■ **Work task**:
Count the lines below that contain the word "plastic", and reply with only that number.

Data records
= = = = =

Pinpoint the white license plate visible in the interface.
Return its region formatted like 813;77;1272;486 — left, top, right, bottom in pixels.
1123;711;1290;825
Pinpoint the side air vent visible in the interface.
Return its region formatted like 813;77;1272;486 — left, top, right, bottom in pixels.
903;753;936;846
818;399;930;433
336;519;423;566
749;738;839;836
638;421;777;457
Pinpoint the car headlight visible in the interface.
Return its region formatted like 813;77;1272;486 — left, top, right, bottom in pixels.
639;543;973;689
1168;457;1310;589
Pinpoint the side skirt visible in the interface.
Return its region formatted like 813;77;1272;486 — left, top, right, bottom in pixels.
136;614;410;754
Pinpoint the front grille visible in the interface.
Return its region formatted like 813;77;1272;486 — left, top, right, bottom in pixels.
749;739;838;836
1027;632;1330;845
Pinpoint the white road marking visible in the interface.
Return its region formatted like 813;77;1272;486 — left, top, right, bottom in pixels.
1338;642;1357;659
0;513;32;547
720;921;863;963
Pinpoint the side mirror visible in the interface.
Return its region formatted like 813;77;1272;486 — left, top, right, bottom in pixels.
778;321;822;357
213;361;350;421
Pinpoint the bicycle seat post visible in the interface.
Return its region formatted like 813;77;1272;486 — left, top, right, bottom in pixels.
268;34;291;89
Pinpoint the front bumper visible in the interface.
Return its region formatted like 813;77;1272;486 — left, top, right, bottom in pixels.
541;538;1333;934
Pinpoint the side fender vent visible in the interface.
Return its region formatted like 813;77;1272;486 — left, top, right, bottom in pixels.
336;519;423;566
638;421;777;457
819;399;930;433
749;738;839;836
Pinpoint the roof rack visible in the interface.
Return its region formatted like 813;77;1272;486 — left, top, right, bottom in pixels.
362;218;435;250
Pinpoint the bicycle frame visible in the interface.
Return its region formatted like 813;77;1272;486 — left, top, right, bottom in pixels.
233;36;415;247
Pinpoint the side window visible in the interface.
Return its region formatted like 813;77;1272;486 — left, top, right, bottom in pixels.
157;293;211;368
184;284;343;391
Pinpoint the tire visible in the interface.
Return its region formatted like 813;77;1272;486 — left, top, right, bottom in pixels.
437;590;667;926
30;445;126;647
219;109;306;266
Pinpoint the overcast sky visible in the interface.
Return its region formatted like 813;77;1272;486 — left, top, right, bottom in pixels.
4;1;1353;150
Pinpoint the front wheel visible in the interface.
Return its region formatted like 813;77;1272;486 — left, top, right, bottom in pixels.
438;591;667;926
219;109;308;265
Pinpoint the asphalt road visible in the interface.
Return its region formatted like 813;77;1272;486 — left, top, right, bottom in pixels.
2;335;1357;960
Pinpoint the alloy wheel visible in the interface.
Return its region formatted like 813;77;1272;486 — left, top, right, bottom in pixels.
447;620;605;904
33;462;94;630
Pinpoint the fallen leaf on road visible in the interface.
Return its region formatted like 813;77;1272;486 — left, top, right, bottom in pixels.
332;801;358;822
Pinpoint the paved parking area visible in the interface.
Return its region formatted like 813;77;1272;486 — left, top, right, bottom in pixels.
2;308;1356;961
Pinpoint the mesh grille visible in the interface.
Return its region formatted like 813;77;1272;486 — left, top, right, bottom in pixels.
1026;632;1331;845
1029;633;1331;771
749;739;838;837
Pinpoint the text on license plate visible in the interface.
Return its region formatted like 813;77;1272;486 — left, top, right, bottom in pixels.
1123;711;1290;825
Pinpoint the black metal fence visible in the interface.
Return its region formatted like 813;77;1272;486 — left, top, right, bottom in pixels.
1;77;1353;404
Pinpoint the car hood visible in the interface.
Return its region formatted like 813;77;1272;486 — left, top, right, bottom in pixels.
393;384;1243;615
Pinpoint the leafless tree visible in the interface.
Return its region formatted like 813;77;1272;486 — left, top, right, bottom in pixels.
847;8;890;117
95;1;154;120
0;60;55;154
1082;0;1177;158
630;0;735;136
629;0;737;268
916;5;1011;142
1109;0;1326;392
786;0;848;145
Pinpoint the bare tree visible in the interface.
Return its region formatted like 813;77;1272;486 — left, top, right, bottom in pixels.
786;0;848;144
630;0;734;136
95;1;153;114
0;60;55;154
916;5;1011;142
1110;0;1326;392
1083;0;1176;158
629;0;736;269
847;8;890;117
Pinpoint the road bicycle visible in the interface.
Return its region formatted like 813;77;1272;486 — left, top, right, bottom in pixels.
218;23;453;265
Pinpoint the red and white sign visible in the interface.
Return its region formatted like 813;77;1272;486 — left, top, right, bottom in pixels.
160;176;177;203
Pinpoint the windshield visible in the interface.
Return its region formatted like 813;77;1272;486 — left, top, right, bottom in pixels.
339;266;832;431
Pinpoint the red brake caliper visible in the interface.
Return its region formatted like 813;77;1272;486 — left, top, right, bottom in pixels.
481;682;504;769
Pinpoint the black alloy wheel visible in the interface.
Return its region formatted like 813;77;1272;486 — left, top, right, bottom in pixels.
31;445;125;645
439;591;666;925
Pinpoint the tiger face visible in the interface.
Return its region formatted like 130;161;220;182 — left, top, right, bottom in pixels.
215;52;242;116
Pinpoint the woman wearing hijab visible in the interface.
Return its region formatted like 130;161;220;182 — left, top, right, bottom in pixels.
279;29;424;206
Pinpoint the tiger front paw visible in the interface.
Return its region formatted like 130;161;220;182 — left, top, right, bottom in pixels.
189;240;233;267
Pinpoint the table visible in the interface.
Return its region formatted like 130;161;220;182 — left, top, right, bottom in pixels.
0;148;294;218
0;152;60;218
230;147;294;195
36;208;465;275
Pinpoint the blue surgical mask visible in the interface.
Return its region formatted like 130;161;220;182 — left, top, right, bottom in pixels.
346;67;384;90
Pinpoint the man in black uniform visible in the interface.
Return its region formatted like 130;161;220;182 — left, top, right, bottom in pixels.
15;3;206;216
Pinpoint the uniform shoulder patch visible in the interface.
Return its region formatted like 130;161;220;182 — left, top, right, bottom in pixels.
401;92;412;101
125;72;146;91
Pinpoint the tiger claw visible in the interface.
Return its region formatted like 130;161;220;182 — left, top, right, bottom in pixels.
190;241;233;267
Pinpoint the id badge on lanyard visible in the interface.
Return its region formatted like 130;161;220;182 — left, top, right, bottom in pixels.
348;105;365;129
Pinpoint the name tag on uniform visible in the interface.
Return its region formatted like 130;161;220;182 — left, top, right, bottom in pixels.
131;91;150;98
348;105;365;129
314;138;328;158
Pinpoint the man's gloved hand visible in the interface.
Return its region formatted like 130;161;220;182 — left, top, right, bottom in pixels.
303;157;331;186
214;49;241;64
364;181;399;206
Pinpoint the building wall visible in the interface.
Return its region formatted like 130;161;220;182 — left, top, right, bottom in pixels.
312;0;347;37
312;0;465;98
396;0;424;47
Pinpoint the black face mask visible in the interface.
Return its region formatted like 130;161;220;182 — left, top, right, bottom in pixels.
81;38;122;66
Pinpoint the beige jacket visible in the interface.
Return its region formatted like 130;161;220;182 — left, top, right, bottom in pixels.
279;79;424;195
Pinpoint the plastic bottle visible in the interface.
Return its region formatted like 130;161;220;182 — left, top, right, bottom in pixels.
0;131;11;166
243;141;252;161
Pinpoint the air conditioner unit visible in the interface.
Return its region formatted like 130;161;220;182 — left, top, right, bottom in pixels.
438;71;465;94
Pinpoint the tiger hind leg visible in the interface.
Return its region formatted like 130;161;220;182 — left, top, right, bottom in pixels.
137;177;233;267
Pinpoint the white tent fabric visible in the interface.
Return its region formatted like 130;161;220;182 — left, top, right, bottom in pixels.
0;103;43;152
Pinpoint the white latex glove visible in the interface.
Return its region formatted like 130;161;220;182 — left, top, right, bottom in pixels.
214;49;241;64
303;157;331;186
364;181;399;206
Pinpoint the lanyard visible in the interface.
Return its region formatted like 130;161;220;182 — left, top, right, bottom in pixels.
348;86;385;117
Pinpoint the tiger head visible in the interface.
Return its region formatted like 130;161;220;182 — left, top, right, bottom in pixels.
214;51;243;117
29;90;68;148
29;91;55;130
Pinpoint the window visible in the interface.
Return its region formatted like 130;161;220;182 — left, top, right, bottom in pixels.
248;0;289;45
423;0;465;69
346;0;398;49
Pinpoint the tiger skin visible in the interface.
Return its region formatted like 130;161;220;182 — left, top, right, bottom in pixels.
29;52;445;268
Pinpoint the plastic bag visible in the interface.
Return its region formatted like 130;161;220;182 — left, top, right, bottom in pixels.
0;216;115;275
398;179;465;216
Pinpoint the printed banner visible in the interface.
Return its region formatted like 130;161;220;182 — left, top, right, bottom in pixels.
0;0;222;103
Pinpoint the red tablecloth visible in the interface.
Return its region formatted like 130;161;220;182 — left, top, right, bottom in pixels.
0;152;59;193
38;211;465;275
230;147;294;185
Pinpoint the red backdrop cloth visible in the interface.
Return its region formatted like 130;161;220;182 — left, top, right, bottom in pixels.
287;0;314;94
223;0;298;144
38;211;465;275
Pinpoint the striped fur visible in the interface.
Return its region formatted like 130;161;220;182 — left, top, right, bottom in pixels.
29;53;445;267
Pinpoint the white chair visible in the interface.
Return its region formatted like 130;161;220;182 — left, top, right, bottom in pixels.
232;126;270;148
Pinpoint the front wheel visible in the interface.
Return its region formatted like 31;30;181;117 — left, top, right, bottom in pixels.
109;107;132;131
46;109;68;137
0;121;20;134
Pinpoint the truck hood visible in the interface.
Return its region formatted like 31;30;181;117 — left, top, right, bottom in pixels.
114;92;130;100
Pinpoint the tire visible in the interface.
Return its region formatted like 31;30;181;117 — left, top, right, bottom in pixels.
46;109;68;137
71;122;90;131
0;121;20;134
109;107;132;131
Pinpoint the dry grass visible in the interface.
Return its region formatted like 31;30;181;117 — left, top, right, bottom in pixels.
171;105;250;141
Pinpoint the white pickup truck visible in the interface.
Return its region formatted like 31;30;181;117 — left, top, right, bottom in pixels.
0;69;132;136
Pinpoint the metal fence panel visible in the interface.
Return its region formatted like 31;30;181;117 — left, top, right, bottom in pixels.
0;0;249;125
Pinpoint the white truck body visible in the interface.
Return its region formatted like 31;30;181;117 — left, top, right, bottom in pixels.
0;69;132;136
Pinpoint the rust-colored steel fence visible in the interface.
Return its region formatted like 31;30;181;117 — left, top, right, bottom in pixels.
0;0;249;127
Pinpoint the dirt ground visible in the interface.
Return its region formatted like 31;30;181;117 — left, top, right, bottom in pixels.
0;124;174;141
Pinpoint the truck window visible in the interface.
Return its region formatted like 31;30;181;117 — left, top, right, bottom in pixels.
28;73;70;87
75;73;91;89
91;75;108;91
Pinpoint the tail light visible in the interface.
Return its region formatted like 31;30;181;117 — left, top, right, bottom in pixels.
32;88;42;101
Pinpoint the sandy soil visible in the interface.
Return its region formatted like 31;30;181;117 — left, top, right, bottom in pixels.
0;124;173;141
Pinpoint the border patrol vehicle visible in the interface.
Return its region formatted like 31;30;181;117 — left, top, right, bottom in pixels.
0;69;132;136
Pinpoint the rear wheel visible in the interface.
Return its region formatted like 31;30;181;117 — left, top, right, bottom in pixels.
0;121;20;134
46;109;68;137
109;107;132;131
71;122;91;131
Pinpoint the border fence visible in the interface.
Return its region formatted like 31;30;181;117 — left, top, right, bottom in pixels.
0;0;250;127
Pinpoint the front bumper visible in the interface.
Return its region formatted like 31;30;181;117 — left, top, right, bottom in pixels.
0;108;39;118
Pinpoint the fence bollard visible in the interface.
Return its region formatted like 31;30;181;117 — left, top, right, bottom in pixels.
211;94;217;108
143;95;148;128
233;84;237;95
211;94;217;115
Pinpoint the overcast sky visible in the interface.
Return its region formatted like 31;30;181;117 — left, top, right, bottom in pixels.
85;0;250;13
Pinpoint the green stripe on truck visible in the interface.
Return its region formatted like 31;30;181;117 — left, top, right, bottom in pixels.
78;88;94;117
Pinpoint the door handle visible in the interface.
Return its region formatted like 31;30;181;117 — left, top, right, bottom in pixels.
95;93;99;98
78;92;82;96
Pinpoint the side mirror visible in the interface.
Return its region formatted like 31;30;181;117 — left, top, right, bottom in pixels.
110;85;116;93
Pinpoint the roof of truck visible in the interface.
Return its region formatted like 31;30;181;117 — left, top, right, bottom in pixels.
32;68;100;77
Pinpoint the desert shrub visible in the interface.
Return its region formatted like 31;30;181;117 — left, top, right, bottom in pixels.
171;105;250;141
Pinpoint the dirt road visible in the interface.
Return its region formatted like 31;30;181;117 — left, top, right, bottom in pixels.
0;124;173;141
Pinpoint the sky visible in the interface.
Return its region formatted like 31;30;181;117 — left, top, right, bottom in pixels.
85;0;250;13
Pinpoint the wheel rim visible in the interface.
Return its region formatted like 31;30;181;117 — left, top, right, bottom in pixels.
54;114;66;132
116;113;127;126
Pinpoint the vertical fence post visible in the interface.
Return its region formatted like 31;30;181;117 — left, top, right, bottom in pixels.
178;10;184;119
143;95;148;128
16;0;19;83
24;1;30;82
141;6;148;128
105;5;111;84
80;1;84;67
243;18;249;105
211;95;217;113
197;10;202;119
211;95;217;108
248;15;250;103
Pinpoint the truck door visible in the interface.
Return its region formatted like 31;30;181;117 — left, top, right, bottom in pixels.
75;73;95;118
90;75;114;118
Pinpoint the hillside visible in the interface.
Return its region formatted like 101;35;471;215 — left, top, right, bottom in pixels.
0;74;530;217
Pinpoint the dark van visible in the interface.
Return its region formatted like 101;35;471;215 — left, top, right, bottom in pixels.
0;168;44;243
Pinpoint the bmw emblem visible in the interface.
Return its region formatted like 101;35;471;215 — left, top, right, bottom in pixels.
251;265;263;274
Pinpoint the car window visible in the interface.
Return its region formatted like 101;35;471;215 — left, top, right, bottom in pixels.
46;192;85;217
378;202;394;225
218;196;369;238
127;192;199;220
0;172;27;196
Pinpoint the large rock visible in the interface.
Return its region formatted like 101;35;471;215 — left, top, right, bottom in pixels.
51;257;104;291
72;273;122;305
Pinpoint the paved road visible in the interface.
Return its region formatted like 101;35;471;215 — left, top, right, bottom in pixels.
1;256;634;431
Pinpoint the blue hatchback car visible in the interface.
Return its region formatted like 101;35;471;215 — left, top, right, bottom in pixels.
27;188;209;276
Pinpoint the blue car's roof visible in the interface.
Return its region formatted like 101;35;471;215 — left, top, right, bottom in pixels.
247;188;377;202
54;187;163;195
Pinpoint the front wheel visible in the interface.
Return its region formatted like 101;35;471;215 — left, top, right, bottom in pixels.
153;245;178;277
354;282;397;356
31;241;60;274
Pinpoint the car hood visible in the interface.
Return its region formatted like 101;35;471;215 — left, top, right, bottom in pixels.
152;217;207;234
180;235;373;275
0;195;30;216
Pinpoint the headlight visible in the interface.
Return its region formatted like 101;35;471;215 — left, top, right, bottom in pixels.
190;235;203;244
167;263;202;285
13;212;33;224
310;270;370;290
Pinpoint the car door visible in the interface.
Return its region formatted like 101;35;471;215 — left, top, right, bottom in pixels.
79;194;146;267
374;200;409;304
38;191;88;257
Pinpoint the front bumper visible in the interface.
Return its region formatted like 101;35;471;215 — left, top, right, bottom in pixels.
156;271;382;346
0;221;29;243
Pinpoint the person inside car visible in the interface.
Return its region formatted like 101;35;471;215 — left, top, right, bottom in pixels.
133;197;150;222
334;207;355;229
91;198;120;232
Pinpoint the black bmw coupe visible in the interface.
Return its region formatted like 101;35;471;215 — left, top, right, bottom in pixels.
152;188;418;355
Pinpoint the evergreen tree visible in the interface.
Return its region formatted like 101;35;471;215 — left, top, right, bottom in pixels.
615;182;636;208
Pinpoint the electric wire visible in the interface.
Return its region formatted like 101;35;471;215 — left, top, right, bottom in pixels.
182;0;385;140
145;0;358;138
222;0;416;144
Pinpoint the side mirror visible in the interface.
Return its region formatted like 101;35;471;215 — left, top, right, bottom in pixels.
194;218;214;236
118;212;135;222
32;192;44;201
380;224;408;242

= = = = =

■ **Completed exercise**:
2